À Laventie, devant la médiathèque Lavent’ure, Moby Dick a ressurgi des profondeurs… d’une caisse à outils, dans une version miniature et malicieuse signée La Rustine. Théâtre d’objets, humour et bricolage : un cocktail inattendu pour (re)découvrir les grands classiques dès 7 ans.

Installé au bord du parc, face à la façade de la médiathèque Lavent’ure, un établi usé par les années trône, prêt à faire surgir de ses tiroirs un récit de la littérature mondiale. Dans ce décor minimal, un seul comédien, Romain Smagghe, de la compagnie La Rustine, embarque le public pour un voyage sensoriel et fantaisiste au cœur de Moby Dick.

Un établi pour tout décor

« Avec Quincaillerie, l’idée c’est de faire un feuilleton à partir des grands classiques de la littérature », explique le comédien, on commence avec Moby Dick, qu’on revisite en 30 minutes, en théâtre d’objets. Et l’idée, c’est que ça donne envie de lire, ou de découvrir d’autres adaptations. Il y en a plein. C’est aussi un moyen de transmettre ces récits à ceux qui ne les connaissent pas. Hier encore, aucun des enfants ne connaissait Moby Dick, et même parmi les adultes, beaucoup ne connaissaient pas vraiment l’histoire. »

+--

■ **Travail à faire**: Recopiez en entier le texte sur le spectacle Moby Dick à Laventie, sans changer un seul mot. La liste ci-dessous ne sert à rien pour ce travail.

■ **Données**:
+--

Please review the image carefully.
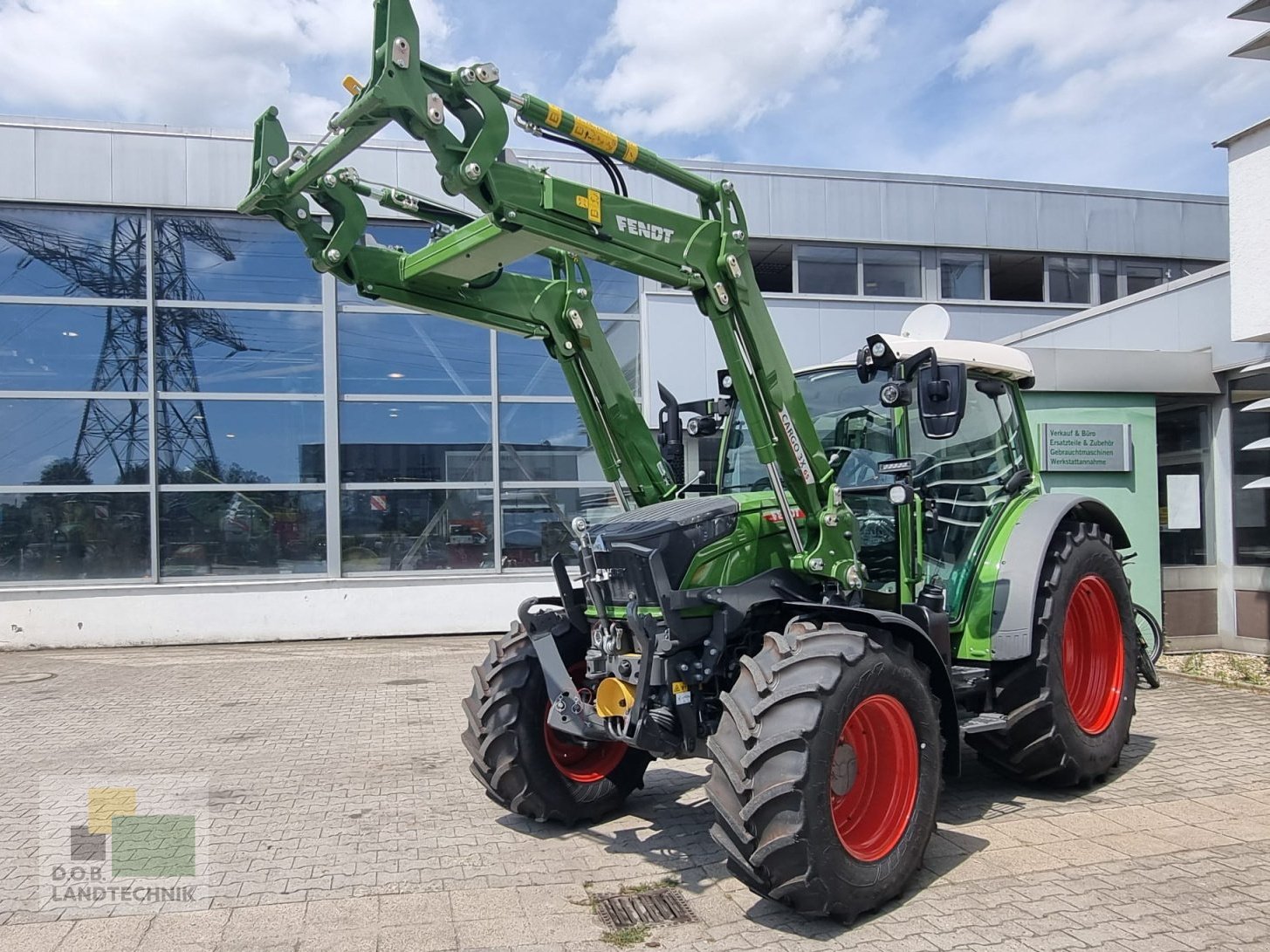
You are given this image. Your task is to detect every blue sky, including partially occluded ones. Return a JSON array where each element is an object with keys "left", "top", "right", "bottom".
[{"left": 0, "top": 0, "right": 1270, "bottom": 193}]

+--

■ **Résultat obtenu**:
À Laventie, devant la médiathèque Lavent’ure, Moby Dick a ressurgi des profondeurs… d’une caisse à outils, dans une version miniature et malicieuse signée La Rustine. Théâtre d’objets, humour et bricolage : un cocktail inattendu pour (re)découvrir les grands classiques dès 7 ans.

Installé au bord du parc, face à la façade de la médiathèque Lavent’ure, un établi usé par les années trône, prêt à faire surgir de ses tiroirs un récit de la littérature mondiale. Dans ce décor minimal, un seul comédien, Romain Smagghe, de la compagnie La Rustine, embarque le public pour un voyage sensoriel et fantaisiste au cœur de Moby Dick.

Un établi pour tout décor

« Avec Quincaillerie, l’idée c’est de faire un feuilleton à partir des grands classiques de la littérature », explique le comédien, on commence avec Moby Dick, qu’on revisite en 30 minutes, en théâtre d’objets. Et l’idée, c’est que ça donne envie de lire, ou de découvrir d’autres adaptations. Il y en a plein. C’est aussi un moyen de transmettre ces récits à ceux qui ne les connaissent pas. Hier encore, aucun des enfants ne connaissait Moby Dick, et même parmi les adultes, beaucoup ne connaissaient pas vraiment l’histoire. »